James Gustave "Gus" Speth joined the faculty of the Vermont Law School as Professor of Law in 2010. In addition to his position as Senior Fellow at the Democracy Collaborative, he is a Distinguished Senior Fellow at Demos and Associate Fellow at the Tellus Institute. In 2009 he completed his decade-long tenure as Dean, Yale School of Forestry and Environmental Studies. From 1993 to 1999, Gus was Administrator of the United Nations Development Programme and chair of the UN Development Group. Prior to his service at the UN, he was founder and president of the World Resources Institute; professor of law at Georgetown University; chairman of the U.S. Council on Environmental Quality (Carter Administration); and senior attorney and cofounder, Natural Resources Defense Council.
Throughout his career, Gus has provided leadership and entrepreneurial initiatives to many task forces and committees whose roles have been to combat environmental degradation and promote sustainable development, including the President’s Task Force on Global Resources and Environment; the Western Hemisphere Dialogue on Environment and Development; and the National Commission on the Environment. Among his awards are the National Wildlife Federation’s Resources Defense Award, the Natural Resources Council of America’s Barbara Swain Award of Honor, a 1997 Special Recognition Award from the Society for International Development, Lifetime Achievement Awards from the Environmental Law Institute and the League of Conservation Voters, the Blue Planet Prize, and the Thomas Berry Great Work Award of the Environmental Consortium of Colleges and Universities. He holds honorary degrees from Clark University, the College of the Atlantic, the Vermont Law School, Middlebury College, the University of South Carolina, Green Mountain College, the University of Massachusetts, and Unity College. He is the author, co-author or editor of seven books including the award-winning The Bridge at the Edge of the World: Capitalism, the Environment, and Crossing from Crisis to Sustainability and Red Sky at Morning: America and the Crisis of the Global Environment. His latest book is America the Possible: Manifesto for a New Economy, published by Yale Press in September 2012.

• **Objective 1**
Name every institution that has awarded an honorary degree to the person described in the biography.

• **Provided records**

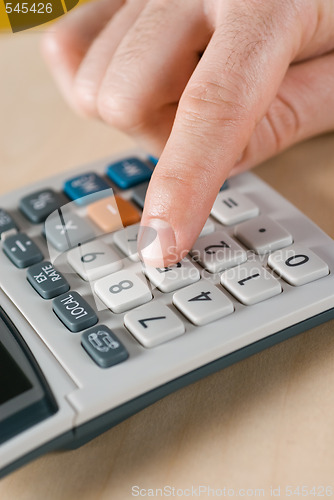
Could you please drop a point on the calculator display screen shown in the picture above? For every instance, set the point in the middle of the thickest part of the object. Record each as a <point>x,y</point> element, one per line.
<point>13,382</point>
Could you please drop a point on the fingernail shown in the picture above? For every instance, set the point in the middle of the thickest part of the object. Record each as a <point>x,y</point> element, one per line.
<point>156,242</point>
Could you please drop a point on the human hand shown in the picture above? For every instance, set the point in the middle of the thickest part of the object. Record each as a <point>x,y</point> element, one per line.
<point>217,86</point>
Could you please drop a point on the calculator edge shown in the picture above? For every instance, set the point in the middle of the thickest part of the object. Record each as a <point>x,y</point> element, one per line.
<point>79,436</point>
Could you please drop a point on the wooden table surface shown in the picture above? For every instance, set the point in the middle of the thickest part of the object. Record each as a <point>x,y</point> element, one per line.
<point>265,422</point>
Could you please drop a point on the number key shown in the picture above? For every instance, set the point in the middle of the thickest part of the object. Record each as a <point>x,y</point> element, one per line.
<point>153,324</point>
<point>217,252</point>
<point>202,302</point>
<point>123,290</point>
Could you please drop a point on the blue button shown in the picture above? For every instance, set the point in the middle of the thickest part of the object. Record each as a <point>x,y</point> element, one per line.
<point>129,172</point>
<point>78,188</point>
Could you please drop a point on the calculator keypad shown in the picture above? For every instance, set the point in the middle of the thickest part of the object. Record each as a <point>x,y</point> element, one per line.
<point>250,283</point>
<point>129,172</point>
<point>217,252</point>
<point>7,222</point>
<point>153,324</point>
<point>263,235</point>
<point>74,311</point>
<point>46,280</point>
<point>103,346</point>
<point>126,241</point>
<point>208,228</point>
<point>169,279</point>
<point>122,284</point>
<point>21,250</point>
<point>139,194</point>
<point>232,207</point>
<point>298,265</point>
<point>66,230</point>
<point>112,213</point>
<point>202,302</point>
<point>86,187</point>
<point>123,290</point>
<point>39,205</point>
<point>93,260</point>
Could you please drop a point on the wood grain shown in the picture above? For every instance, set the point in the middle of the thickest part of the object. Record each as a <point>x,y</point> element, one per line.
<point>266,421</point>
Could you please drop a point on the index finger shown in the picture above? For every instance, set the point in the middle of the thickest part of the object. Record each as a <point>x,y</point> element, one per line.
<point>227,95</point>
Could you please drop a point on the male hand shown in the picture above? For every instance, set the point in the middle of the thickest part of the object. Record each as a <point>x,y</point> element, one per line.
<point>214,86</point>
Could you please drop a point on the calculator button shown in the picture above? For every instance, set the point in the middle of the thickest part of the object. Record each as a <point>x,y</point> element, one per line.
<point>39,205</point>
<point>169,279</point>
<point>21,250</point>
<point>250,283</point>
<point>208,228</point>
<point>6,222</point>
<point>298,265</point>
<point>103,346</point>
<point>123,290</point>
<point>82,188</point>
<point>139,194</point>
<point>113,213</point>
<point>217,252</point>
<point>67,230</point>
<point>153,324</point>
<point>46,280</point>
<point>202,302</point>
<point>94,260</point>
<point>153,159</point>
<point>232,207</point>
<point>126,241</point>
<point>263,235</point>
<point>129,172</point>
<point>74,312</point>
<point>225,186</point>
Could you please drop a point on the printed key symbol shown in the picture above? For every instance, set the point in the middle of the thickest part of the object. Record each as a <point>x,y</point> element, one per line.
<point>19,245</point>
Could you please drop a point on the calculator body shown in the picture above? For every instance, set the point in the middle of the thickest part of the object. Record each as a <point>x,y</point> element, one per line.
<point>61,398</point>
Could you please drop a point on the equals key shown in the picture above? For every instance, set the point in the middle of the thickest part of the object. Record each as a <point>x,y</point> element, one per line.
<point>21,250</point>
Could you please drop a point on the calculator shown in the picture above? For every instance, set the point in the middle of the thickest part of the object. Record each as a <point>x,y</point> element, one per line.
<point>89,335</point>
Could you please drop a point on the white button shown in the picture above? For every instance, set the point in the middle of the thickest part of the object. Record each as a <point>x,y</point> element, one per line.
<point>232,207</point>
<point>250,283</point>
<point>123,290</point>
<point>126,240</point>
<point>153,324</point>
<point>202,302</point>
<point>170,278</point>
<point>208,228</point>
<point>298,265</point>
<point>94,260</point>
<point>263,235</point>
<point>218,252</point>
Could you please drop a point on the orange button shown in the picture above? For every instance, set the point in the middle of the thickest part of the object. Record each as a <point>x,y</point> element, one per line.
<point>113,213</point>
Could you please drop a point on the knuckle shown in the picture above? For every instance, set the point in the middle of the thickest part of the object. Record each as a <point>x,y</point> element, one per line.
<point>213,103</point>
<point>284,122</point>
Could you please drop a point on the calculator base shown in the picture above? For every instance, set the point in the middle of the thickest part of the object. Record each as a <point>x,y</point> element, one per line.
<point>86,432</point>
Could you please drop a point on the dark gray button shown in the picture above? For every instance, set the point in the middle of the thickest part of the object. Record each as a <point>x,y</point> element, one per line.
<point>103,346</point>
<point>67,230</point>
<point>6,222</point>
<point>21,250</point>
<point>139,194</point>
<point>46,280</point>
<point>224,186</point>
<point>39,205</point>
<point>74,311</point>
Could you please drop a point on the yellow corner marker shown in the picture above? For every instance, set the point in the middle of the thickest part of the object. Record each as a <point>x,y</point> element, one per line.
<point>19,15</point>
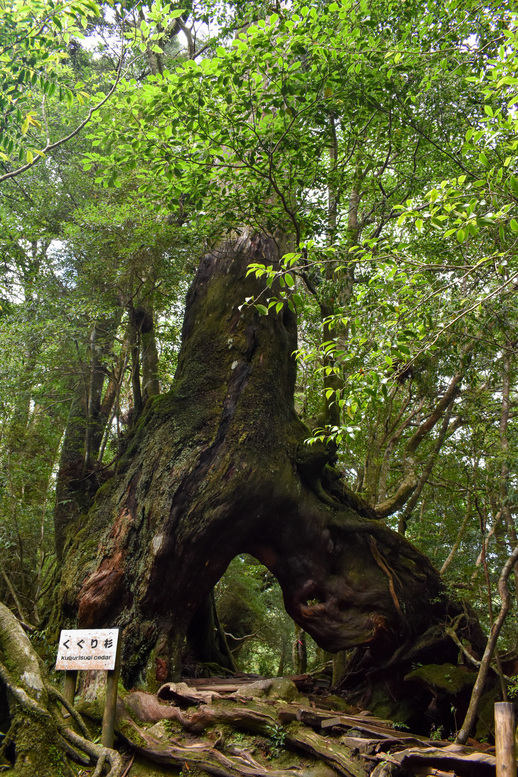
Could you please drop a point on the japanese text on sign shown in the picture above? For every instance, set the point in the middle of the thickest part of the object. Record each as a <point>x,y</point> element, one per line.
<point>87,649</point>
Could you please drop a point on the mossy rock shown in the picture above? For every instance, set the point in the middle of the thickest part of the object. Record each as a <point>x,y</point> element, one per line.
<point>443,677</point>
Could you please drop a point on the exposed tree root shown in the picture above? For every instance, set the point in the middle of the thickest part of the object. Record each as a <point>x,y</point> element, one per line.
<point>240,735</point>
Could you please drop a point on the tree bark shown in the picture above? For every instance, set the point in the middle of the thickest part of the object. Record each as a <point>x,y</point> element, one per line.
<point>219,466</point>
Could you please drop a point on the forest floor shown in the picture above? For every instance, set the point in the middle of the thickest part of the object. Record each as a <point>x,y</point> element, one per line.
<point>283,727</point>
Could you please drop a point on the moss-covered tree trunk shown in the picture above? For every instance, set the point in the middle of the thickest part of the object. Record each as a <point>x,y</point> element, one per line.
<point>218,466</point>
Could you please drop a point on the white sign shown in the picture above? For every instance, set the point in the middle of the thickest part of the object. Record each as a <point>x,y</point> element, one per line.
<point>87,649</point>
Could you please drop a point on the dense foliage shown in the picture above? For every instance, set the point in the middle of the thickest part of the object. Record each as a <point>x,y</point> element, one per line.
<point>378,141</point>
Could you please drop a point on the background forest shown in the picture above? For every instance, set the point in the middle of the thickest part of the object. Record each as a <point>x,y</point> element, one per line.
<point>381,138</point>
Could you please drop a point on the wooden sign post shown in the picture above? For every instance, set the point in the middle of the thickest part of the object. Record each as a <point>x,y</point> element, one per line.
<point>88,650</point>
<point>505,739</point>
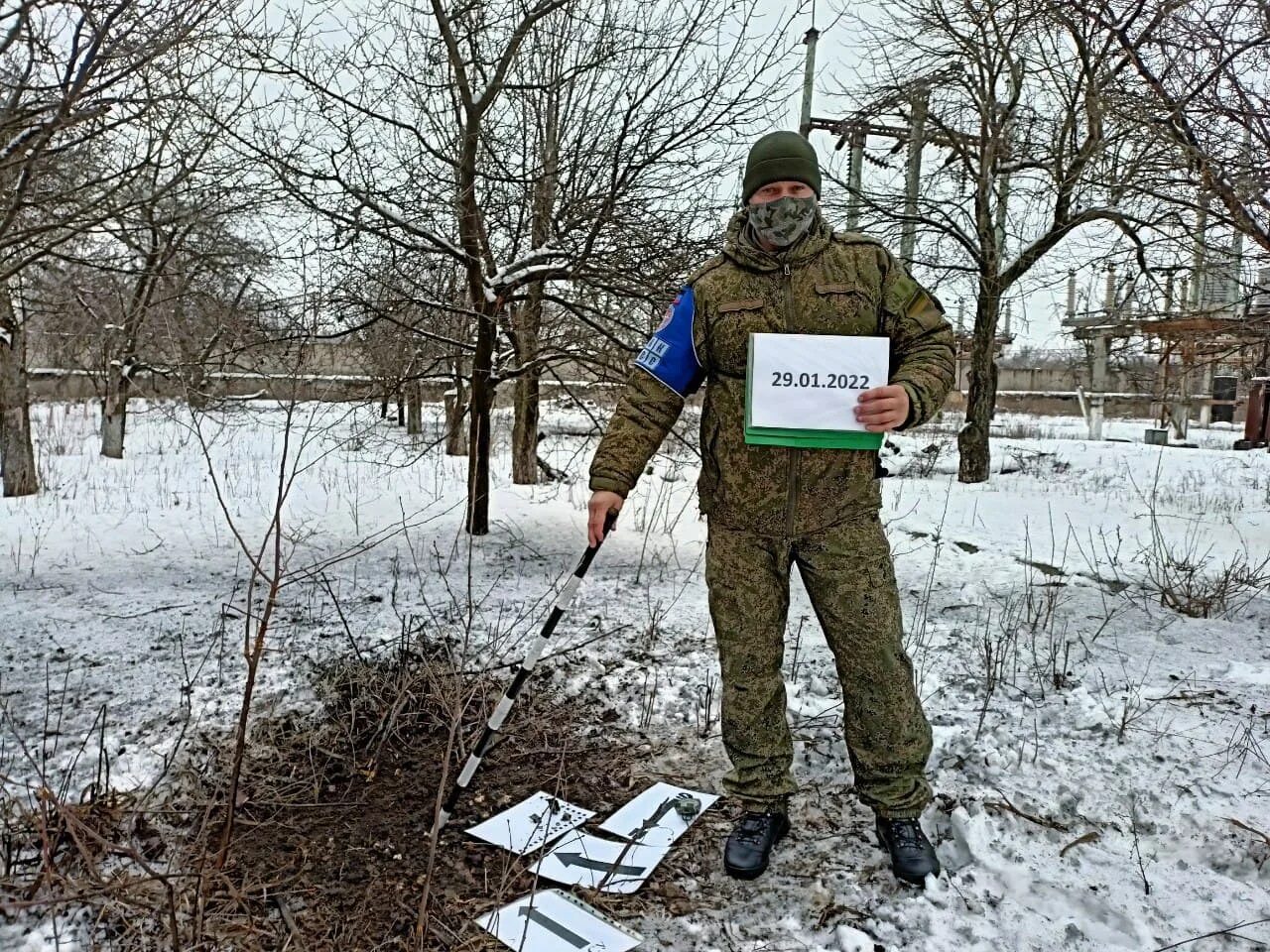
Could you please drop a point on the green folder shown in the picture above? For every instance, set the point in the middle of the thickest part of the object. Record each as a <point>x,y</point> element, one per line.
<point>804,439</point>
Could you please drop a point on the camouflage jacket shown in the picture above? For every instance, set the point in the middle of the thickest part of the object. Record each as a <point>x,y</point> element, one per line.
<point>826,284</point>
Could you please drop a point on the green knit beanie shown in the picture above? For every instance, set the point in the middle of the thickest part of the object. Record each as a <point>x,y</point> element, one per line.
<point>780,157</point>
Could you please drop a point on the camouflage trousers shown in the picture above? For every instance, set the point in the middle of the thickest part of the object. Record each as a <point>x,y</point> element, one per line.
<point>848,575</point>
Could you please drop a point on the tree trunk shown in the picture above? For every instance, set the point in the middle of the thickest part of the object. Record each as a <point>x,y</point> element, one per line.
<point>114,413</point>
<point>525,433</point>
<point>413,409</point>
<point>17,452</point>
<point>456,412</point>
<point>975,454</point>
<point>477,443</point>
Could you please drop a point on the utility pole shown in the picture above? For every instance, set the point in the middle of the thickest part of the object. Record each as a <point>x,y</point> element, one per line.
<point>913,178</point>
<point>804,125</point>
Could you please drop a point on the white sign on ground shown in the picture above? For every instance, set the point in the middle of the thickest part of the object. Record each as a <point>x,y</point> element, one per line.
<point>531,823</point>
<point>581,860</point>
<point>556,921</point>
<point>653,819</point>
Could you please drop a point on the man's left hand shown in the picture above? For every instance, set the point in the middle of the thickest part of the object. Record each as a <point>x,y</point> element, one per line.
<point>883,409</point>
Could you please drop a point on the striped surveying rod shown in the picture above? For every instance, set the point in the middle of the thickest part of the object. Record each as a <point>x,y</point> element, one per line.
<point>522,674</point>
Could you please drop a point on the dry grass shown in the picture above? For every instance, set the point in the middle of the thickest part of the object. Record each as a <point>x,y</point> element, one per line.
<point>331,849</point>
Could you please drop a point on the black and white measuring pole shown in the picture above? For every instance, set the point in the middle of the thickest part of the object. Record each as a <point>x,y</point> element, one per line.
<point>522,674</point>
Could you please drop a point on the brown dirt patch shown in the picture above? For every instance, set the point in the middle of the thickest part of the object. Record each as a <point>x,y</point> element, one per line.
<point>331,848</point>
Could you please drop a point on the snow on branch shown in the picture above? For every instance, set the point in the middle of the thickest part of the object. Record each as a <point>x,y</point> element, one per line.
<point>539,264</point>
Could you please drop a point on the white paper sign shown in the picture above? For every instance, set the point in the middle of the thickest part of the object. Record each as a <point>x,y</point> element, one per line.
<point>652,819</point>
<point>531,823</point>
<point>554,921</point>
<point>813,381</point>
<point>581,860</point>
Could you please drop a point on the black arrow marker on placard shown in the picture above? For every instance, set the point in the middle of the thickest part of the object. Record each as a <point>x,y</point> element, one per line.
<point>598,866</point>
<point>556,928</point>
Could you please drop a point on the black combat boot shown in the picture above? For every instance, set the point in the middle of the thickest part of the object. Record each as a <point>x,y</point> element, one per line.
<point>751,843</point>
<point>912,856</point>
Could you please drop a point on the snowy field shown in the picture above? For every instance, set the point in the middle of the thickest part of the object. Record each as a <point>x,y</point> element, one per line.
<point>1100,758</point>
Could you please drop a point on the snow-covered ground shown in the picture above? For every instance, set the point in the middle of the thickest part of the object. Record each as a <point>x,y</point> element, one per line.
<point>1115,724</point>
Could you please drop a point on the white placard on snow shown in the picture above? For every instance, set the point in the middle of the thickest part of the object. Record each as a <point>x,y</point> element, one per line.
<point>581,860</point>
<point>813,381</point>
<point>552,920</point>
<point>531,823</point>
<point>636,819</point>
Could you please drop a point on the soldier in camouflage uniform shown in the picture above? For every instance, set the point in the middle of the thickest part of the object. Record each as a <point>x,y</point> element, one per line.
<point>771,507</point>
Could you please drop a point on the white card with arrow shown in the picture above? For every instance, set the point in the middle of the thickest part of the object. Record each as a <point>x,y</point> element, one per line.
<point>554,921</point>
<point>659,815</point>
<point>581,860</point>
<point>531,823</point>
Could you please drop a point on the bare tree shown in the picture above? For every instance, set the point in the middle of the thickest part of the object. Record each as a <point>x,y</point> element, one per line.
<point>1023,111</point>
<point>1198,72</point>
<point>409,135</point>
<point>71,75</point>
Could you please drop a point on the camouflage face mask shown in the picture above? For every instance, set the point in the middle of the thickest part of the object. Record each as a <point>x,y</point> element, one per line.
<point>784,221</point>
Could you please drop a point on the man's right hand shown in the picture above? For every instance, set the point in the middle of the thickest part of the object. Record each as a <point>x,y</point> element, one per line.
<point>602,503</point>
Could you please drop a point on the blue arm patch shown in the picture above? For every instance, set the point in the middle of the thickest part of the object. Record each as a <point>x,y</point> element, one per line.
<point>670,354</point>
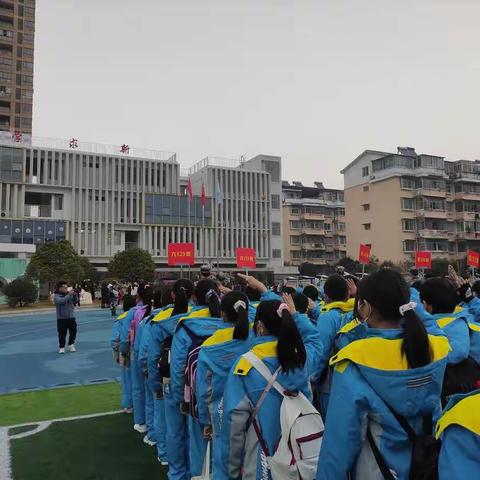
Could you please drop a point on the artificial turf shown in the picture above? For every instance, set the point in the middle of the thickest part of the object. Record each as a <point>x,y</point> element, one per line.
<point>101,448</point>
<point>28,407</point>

• **Objective 2**
Rewrite the rows starting at the first one and ending at the line that contains "<point>78,188</point>", swapping "thickest part" for "widest part" and keeping everything else the same. Leave the pictures out of your answer.

• **Task response 1**
Clark University
College of the Atlantic
Vermont Law School
Middlebury College
University of South Carolina
Green Mountain College
University of Massachusetts
Unity College

• **Task response 2**
Could you please drop a point on the calculator display screen shown in the picture above? For every instance, set the point in the middle of the widest part of the object. Record each as a <point>x,y</point> element, one per line.
<point>13,382</point>
Could you please drop a point on the fingernail shown in the picture above? For every instance, set the point in the middle of the widest part of the object. Record each as a <point>x,y</point> element, one per line.
<point>156,242</point>
Could you please drop a point on the human hand shown in the picture above? For every instance, set the point in the middle of the widest part of the object. Record each as a <point>x,y</point> element, one per line.
<point>217,86</point>
Could you please drop a point on the calculator edge shown in the picture above? For every instance, set the point in the middle of the widest part of the object. Record each as a <point>x,y</point> element, one per line.
<point>79,436</point>
Could you please drop a point on the wooden table surface shown in the picture above? For every instance, set the point in the middle of the widest part of the object. Record each as a <point>x,y</point> element, one per line.
<point>265,422</point>
Could you please drop a point on the number key shown in the picture above? For every instance, set the point in the middle of the widest part of the object. Record each as a <point>x,y</point> element, one per line.
<point>153,324</point>
<point>217,252</point>
<point>202,302</point>
<point>123,290</point>
Could you please drop a point on the blue button shown in the picture above? For every instance, set the point in the middle of the widest part of the object. Record each as a <point>x,y</point> element, one per line.
<point>129,172</point>
<point>78,188</point>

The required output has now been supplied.